_Reading text_:
○ ○ ○

The Procrustean Ideal of Equality

Legend tells us that Procrustes was a robber with an iron bed.  He forced his victims to lie on it: If the victim was shorter than the bed, Procrustes stretched him on a rack until he fit.  If the victim was longer than the bed, he cut off the legs until perfection was achieved.  Either way, the victim died.  That’s the faith-based religion of today’s egalitarians.  Moreover, their understanding of economics is just as crude and its results just as cruel as Procrustes’.   Economist David Henderson has thoroughly debunked today’s equality fetish – devastating the notions that people are becoming poorer, are trapped at low income levels, or should be taxed more heavily if they’re wealthy.  He also points out that people too quickly assume that wealth is obtained in a nefarious manner.  Some people indeed do achieve wealth through political favors and other forms of dishonesty, but most earn their wealth by making our lives better and by increasing worker productivity by means of wise investments.

Likewise, notions of unfairness regarding sex and skin color are based in ignorance.  Thomas Sowell long ago debunked the notion that women unfairly earn only 75% of what men earn.  He wrote, “As far back as 1971, single women in their thirties who had worked continuously since high school earned slightly more than men of the same description.”  How?  Men accept different types of jobs (in risk and unpleasantness) than women, work for their employers much longer (seniority), and work more hours each year.  Once you factor in these choices, the so-called wage gap disappears.  Likewise, Sowell has documented the misguided nature of claims that minorities suffer earning disparities as a result of racism.  He showed that individual choices are the primary cause of measurable disparities – often influenced by, but not determined by, cultural attitudes.

○ ○ ○

_Dataset records_:

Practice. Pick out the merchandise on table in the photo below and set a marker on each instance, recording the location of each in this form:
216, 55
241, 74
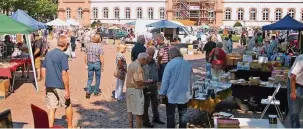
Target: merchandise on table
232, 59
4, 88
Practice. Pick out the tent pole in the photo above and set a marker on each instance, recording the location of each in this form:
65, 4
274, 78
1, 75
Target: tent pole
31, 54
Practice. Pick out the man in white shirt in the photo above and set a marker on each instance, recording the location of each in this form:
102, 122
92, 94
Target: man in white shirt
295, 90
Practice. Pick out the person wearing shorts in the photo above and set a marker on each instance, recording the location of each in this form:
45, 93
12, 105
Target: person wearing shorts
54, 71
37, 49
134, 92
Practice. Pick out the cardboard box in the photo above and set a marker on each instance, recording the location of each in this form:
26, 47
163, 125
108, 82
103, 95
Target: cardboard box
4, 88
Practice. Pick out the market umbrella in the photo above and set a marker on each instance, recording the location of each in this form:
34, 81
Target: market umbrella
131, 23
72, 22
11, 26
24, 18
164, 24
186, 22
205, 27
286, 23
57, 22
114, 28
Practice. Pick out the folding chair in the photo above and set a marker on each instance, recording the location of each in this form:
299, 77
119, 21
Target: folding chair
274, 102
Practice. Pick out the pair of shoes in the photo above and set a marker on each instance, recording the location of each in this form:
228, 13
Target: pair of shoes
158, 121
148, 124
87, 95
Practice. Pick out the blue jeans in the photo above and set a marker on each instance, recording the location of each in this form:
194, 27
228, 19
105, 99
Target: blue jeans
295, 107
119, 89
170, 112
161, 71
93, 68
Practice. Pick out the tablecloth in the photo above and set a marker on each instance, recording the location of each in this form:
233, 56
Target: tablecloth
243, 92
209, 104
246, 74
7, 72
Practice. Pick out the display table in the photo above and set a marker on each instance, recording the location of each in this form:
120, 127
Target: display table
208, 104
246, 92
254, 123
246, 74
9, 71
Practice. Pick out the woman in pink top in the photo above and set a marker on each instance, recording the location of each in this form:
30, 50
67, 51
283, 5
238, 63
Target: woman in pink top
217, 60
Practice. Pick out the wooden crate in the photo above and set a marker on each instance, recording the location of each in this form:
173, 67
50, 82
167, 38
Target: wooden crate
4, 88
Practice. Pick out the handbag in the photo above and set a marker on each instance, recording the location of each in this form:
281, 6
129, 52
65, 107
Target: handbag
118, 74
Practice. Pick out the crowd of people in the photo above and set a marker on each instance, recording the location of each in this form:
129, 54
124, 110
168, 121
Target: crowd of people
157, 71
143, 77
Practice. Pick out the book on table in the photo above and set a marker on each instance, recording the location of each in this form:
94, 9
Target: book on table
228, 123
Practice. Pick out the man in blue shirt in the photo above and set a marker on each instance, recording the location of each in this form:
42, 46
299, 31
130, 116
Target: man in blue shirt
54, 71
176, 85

○ ○ ○

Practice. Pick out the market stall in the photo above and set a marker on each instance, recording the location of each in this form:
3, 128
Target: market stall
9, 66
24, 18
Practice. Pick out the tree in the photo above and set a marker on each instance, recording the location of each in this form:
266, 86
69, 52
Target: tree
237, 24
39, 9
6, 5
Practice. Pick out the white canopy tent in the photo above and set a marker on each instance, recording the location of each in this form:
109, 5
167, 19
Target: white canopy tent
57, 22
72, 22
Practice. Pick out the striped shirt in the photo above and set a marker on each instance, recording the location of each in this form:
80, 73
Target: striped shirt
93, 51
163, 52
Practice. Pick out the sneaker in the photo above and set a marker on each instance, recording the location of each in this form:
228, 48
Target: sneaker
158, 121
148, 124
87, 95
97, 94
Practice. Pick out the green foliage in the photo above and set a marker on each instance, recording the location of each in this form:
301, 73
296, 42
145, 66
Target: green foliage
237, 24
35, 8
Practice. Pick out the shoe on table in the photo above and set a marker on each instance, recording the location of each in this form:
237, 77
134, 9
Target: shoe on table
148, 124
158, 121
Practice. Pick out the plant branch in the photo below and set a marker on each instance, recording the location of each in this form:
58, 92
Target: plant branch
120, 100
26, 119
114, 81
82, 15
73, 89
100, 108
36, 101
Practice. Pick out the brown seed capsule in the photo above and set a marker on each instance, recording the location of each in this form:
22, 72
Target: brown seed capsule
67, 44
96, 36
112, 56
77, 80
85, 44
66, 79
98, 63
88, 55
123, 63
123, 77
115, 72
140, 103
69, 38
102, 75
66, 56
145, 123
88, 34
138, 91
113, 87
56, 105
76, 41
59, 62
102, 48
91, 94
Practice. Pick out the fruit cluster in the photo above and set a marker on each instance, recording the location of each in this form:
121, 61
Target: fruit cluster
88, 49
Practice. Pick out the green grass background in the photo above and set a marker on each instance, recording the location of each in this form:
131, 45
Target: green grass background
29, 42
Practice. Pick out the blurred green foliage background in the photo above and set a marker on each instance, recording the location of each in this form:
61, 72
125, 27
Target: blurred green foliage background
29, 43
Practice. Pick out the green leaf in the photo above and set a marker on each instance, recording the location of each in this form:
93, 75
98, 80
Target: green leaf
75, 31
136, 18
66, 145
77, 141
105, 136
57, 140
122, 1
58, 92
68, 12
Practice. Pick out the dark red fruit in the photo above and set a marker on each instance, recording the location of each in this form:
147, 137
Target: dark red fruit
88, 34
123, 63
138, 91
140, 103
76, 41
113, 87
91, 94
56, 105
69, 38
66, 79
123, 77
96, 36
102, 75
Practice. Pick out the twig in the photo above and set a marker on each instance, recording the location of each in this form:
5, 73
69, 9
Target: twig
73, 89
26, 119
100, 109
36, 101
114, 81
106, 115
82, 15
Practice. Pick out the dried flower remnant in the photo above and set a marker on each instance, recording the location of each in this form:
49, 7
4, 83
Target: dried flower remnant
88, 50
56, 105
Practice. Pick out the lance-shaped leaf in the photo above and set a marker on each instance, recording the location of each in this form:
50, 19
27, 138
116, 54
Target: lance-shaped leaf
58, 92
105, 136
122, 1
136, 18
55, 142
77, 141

○ ○ ○

_Questions on the material_:
a: Please reproduce the passage on the Procrustean ideal of equality between "Likewise, notions of" and "by, cultural attitudes.", inclusive.
b: Carry on the passage on the Procrustean ideal of equality from its final sentence.

_Answers in order_:
a:
Likewise, notions of unfairness regarding sex and skin color are based in ignorance.  Thomas Sowell long ago debunked the notion that women unfairly earn only 75% of what men earn.  He wrote, “As far back as 1971, single women in their thirties who had worked continuously since high school earned slightly more than men of the same description.”  How?  Men accept different types of jobs (in risk and unpleasantness) than women, work for their employers much longer (seniority), and work more hours each year.  Once you factor in these choices, the so-called wage gap disappears.  Likewise, Sowell has documented the misguided nature of claims that minorities suffer earning disparities as a result of racism.  He showed that individual choices are the primary cause of measurable disparities – often influenced by, but not determined by, cultural attitudes.

b:
A Focus on the Superficial

By focusing on characteristics that aren’t essential to the job – such as skin color, gender, sexual preferences, and a growing list of “identities” – HR departments expend scarce resources on policies that don’t contribute to the bottom line.  Seeking to achieve sexual parity in hiring, for example, they ignore the findings of psychologists, who have identified a set of Big Five personality traits.  What do they show?  Despite exceptions and significant overlap between the sexes, sex-specific personality traits result in men and women having different interests.  These differences are expressed in all cultures, including those that attempt to prevent gender-specific behavioral reinforcement during childhood (generating the gender equality paradox).  Ironically, the welfare state itself tends to reinforce the gender equality paradox.  And you can’t penalize sex-based differences without doing significant harm.

What Next?

What will be the outcome at organizations that substitute sex- and race-based quotas for genuine ability and merit?  How will these programs affect medical safety in an operating room or the design of a bridge?  You can’t have performance if you hire employees based on characteristics that reduce the pool of qualified applicants.  Pick one or the other, corporate America!  You can’t have both.  To paraphrase H.L. Mencken’s quip about democracy, “American organizations deserve to get exactly what they ask for – good and hard.”

Lawrence M. Ludlow provides international location analyses, marketing, and business writing services to corporate clients.  He holds an M.A. in medieval studies from the University of Toronto’s Centre for Medieval Studies and has lectured on manuscripts, early printing, and art history at the Newberry Library in Chicago and the San Diego Public Library.